§ **WORK TO COMPLETE**: Across all the records, filter for lines with the word "locate" and copy them.

------------------------------

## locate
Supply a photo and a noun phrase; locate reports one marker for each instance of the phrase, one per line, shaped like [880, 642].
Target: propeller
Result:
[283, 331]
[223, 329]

------------------------------

§ **THE ANSWER**:
## locate
Supply a photo and a noun phrase; locate reports one marker for each instance of the phrase, one per line, shaped like [880, 642].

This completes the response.